[Begin Data shown]

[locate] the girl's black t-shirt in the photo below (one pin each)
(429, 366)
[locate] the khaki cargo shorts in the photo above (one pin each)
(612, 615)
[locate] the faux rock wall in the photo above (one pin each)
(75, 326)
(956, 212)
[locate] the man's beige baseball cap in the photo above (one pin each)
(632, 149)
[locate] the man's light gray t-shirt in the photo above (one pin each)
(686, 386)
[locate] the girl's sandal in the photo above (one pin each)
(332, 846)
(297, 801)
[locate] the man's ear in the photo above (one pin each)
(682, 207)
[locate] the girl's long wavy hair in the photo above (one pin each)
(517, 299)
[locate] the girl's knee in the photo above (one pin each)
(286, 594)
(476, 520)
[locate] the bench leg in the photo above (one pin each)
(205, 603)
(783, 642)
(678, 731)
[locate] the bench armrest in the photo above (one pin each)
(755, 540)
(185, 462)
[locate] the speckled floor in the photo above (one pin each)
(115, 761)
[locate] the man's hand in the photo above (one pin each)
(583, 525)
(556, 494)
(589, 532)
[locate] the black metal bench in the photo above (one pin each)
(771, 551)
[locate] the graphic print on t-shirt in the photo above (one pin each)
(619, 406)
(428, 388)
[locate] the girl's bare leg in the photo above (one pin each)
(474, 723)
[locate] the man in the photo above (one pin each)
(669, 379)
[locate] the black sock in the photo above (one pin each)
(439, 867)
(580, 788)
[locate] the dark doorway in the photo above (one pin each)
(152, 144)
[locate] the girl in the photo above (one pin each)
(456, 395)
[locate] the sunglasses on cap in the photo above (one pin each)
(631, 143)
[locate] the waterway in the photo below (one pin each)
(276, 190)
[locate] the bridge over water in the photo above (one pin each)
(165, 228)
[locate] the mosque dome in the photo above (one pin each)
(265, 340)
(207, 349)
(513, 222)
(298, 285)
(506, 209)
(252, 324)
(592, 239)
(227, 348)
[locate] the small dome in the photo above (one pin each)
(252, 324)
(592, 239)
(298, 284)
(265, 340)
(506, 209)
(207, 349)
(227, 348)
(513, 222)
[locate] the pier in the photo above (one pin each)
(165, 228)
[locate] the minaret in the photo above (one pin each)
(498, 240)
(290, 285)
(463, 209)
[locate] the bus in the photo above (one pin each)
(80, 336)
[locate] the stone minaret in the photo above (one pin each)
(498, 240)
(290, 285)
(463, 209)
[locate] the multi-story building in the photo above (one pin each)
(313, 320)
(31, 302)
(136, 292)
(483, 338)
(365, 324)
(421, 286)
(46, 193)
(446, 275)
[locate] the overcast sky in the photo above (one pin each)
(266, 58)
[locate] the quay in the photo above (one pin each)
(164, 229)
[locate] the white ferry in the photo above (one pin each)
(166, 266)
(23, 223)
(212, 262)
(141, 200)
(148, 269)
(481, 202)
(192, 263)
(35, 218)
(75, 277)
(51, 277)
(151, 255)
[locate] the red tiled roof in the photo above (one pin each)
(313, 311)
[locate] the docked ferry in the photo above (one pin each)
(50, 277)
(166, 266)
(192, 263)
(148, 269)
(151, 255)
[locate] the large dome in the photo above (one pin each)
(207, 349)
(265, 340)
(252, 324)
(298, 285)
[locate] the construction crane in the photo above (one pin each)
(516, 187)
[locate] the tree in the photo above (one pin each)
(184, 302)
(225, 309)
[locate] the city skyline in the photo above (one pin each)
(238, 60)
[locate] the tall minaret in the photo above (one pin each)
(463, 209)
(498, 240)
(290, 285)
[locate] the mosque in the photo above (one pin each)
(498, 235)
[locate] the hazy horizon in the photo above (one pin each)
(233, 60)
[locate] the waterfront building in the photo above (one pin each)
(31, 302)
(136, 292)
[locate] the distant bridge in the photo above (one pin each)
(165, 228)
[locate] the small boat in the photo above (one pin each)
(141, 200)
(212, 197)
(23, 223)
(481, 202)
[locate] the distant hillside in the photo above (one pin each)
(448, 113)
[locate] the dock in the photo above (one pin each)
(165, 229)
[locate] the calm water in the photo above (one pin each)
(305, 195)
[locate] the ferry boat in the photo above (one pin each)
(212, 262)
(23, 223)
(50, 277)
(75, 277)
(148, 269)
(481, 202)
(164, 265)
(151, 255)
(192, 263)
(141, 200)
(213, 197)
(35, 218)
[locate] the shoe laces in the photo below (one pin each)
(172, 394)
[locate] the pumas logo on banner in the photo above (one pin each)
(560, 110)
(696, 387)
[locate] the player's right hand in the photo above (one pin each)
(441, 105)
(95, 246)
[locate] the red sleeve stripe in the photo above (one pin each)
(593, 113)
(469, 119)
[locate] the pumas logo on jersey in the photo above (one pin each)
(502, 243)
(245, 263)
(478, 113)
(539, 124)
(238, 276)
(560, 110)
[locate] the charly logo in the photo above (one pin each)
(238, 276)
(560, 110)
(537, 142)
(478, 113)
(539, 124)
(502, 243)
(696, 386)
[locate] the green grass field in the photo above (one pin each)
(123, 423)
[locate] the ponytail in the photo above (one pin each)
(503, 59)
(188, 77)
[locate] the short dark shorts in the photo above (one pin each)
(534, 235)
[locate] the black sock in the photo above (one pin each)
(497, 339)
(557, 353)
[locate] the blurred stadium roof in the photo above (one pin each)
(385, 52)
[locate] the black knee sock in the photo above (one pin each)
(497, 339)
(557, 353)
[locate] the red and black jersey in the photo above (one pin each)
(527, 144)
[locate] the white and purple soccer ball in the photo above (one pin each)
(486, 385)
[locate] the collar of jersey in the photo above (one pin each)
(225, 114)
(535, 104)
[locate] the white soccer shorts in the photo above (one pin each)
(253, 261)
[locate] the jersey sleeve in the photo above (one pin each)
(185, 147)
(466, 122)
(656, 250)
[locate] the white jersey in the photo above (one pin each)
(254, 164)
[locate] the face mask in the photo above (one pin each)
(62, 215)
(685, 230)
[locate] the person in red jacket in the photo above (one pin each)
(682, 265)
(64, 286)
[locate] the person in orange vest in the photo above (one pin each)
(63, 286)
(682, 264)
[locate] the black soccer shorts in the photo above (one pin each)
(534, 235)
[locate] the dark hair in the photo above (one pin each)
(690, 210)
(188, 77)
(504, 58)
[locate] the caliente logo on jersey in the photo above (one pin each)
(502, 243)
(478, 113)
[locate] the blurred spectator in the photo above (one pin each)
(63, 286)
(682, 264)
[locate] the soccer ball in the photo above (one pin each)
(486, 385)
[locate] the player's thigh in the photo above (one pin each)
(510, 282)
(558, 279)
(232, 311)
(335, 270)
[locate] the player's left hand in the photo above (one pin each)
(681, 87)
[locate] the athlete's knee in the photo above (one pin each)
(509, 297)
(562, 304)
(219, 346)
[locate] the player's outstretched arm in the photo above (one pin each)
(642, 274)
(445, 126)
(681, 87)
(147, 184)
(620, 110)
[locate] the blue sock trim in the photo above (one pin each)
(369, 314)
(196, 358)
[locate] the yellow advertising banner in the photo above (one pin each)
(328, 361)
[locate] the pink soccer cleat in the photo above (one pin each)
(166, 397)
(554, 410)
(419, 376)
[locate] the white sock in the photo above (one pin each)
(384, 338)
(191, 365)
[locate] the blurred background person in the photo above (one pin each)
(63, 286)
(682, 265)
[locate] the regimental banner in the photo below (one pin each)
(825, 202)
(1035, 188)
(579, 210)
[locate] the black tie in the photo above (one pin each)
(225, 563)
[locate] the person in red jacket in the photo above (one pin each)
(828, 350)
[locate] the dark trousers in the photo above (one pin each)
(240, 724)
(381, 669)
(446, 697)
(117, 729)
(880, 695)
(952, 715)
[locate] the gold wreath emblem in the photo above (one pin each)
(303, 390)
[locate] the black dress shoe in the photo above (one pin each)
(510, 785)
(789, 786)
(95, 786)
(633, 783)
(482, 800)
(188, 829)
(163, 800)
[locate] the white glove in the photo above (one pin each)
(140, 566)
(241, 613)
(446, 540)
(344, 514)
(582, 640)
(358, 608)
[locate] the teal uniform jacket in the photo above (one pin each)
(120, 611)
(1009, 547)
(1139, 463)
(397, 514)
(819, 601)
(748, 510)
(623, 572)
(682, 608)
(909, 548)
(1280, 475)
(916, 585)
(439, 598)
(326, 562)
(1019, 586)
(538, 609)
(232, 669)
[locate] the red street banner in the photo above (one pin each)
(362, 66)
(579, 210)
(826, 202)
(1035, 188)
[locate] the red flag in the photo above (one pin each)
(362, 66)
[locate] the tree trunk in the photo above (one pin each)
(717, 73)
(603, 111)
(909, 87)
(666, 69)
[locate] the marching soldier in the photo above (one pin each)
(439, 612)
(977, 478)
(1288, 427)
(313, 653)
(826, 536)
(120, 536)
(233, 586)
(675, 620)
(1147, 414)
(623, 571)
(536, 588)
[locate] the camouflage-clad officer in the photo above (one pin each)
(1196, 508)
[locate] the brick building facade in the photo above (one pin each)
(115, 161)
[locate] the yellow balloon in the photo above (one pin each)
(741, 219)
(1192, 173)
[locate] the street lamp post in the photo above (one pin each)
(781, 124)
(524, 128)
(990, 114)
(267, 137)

[End Data shown]

Take the line in which "[locate] the red flag" occurs and each subsequent line through the end; give these lines again without alteration.

[locate] the red flag in the photo above (one pin each)
(362, 66)
[locate] the tree trunk in the photo above (one pin each)
(717, 73)
(603, 111)
(909, 87)
(666, 69)
[locate] the marching soldier in the photo above (one pin each)
(439, 612)
(977, 478)
(1288, 427)
(313, 653)
(826, 536)
(120, 536)
(233, 586)
(675, 620)
(1147, 414)
(623, 571)
(536, 588)
[locate] the camouflage-clad officer in the photo above (one pin each)
(1196, 508)
[locate] the brick building facade in the photo above (one pin each)
(115, 161)
[locate] the yellow balloon in the photo above (one pin each)
(741, 219)
(1192, 173)
[locate] the street lamp post in the photo above (one pin each)
(781, 124)
(524, 128)
(990, 114)
(267, 137)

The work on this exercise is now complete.